What you are asked to do: Transcribe the records below exactly, leaving out any pictures.

Information shown Start Marker

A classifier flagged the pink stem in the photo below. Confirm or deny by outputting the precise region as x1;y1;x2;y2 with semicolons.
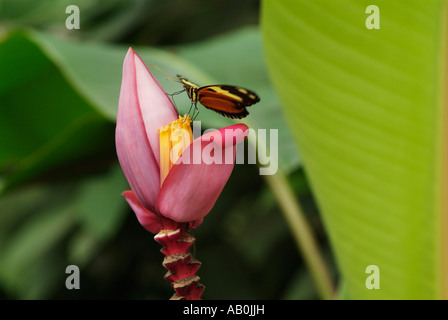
154;227;205;300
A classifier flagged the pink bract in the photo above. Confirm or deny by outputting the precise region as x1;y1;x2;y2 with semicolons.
116;48;249;233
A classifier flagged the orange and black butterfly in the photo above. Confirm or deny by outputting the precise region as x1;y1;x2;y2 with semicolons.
150;64;260;119
176;76;260;119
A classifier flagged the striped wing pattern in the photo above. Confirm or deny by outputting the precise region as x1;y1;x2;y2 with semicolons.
197;85;260;119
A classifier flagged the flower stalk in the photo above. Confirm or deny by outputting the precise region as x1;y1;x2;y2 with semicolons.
154;226;204;300
116;48;248;299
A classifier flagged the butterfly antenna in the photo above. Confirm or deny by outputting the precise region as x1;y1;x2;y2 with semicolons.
148;64;180;83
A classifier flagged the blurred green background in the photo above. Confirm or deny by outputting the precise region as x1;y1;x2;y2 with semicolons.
0;0;335;299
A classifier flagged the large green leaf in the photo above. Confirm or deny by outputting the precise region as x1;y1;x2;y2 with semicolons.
0;30;115;191
262;0;448;299
0;27;299;191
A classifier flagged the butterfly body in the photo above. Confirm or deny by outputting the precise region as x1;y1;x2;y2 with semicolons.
177;76;260;119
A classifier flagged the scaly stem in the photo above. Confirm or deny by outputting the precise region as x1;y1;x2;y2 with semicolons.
264;171;334;300
154;227;204;300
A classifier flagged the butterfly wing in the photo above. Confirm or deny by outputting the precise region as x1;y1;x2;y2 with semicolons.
197;85;260;119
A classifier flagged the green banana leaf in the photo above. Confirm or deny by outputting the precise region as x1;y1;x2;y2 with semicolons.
262;0;448;299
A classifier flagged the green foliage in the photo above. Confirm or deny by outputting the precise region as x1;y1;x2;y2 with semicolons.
0;0;319;299
262;0;447;299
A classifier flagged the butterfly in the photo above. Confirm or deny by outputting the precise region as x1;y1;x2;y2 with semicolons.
150;64;260;119
176;76;260;119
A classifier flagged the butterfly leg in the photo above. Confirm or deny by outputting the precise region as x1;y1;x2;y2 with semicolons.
167;89;185;97
191;103;200;121
181;101;195;123
186;100;194;115
167;90;185;111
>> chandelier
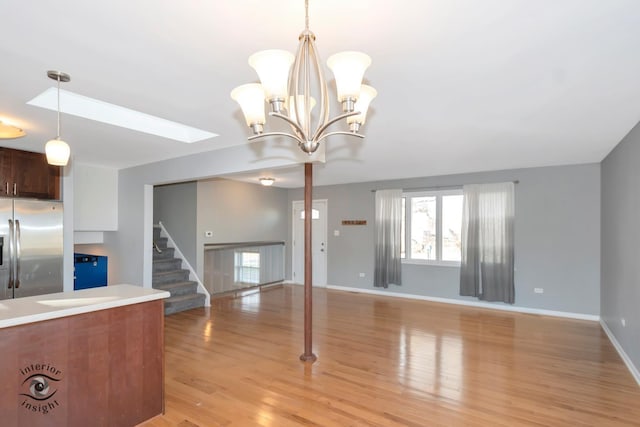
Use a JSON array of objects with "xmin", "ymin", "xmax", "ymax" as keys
[
  {"xmin": 230, "ymin": 0, "xmax": 377, "ymax": 153},
  {"xmin": 231, "ymin": 0, "xmax": 376, "ymax": 364}
]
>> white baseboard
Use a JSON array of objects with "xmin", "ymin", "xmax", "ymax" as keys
[
  {"xmin": 600, "ymin": 320, "xmax": 640, "ymax": 387},
  {"xmin": 325, "ymin": 285, "xmax": 600, "ymax": 321}
]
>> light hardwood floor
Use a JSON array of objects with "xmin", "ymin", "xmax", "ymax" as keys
[{"xmin": 140, "ymin": 285, "xmax": 640, "ymax": 426}]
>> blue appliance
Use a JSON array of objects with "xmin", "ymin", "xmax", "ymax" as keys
[{"xmin": 74, "ymin": 253, "xmax": 108, "ymax": 290}]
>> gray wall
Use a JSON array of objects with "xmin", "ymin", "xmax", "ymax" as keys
[
  {"xmin": 154, "ymin": 181, "xmax": 198, "ymax": 267},
  {"xmin": 288, "ymin": 163, "xmax": 601, "ymax": 315},
  {"xmin": 601, "ymin": 121, "xmax": 640, "ymax": 371},
  {"xmin": 104, "ymin": 140, "xmax": 315, "ymax": 287},
  {"xmin": 196, "ymin": 178, "xmax": 289, "ymax": 278}
]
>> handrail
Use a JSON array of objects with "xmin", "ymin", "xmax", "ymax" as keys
[
  {"xmin": 156, "ymin": 222, "xmax": 210, "ymax": 307},
  {"xmin": 204, "ymin": 241, "xmax": 284, "ymax": 251}
]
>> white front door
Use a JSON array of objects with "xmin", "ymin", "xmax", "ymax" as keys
[{"xmin": 292, "ymin": 199, "xmax": 327, "ymax": 287}]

Information shown End Marker

Response:
A classifier flagged the pink stem in the photo below. Confirm or deny by outputting the precise region as x1;y1;x2;y2 with semicolons.
154;227;205;300
A classifier flagged the pink bract in the photo above. Confirm or deny by outputting the precise region as x1;y1;x2;y2 with semicolons.
116;48;249;233
A classifier flagged the orange and black butterfly in the photo above. Confirm or deny by outputting the precise region as x1;y1;x2;y2 with semicolons.
150;64;260;119
176;76;260;119
A classifier flagged the striped wing pattern in the photo above. Confirm or deny by outputting the precise region as x1;y1;x2;y2 with semicolons.
197;85;260;119
A classifier flagged the flower stalk in the photo above. Confirm or deny by outputting the precise region as x1;y1;x2;y2 with semicolons.
154;226;204;300
116;48;248;299
A classifier flagged the butterfly antenna in the photo above. Confirm or deny by outputting the precise region as x1;y1;x2;y2 with semicolons.
148;64;180;83
A classifier flagged the blurred green background in the photo above. Confirm or deny by outputting the precise region as x1;y1;x2;y2 with semicolons.
0;0;335;299
A classifier flagged the large green leaf in the photo above. Confirm or deny by outputting the precise region as x1;y1;x2;y2 with semicolons.
0;30;115;191
262;0;448;299
0;27;299;191
A classifier flagged the butterfly body in the photo above. Confirm or deny by outputting the precise region as x1;y1;x2;y2 with semicolons.
177;76;260;119
A classifier flagged the scaly stem in the photo above. Confirm or deny by outputting the precise region as x1;y1;x2;y2 with semicolons.
264;171;334;300
154;227;204;300
A classifier flagged the butterfly wing in the photo above. Confirm or deny by outputting the precise region as x1;y1;x2;y2 with semicolons.
197;85;260;119
A classifier flagged the green banana leaf in the photo above. Confirm or deny by outputting the precise region as x1;y1;x2;y2 with semicolons.
262;0;448;299
A classifier flagged the green foliage in the photo above. Confirm or deny by outputting the precise region as x1;y1;x2;y2 with semicolons.
0;0;319;299
262;0;447;299
A classifier flagged the butterfly in the photo above. Confirm or deny by outputting the precise region as x1;y1;x2;y2 with semicolons.
150;64;260;119
176;76;260;119
A classifier flagged the butterfly leg in the photo above. Confirm or deny by outputting the precise region as x1;y1;x2;y2 with semicolons.
167;89;185;97
191;103;200;121
181;101;195;123
186;100;194;115
167;90;185;111
>> chandelier
Use a JSON array of objects with "xmin", "ymin", "xmax", "ymax" as keys
[
  {"xmin": 230, "ymin": 0, "xmax": 377, "ymax": 153},
  {"xmin": 231, "ymin": 0, "xmax": 376, "ymax": 364}
]
>> white baseboard
Use a JSON array of objects with "xmin", "ymin", "xmax", "ymax" as keys
[
  {"xmin": 600, "ymin": 320, "xmax": 640, "ymax": 387},
  {"xmin": 325, "ymin": 285, "xmax": 600, "ymax": 321}
]
>> light hardwood floor
Use a JSON array of objects with "xmin", "ymin", "xmax", "ymax" as keys
[{"xmin": 140, "ymin": 285, "xmax": 640, "ymax": 426}]
>> blue appliance
Use a JSON array of objects with "xmin", "ymin", "xmax", "ymax" as keys
[{"xmin": 74, "ymin": 253, "xmax": 108, "ymax": 290}]
>> gray wall
Use a JSON array of objects with "xmin", "ymin", "xmax", "ymax" as keys
[
  {"xmin": 154, "ymin": 181, "xmax": 198, "ymax": 267},
  {"xmin": 288, "ymin": 163, "xmax": 601, "ymax": 315},
  {"xmin": 601, "ymin": 121, "xmax": 640, "ymax": 371},
  {"xmin": 104, "ymin": 140, "xmax": 315, "ymax": 287},
  {"xmin": 196, "ymin": 178, "xmax": 289, "ymax": 278}
]
>> handrail
Use a JSON array of objects with "xmin", "ymin", "xmax", "ymax" as keys
[
  {"xmin": 156, "ymin": 222, "xmax": 210, "ymax": 307},
  {"xmin": 204, "ymin": 241, "xmax": 284, "ymax": 251}
]
>> white front door
Use a JSON array of objects with "xmin", "ymin", "xmax", "ymax" as keys
[{"xmin": 292, "ymin": 199, "xmax": 327, "ymax": 287}]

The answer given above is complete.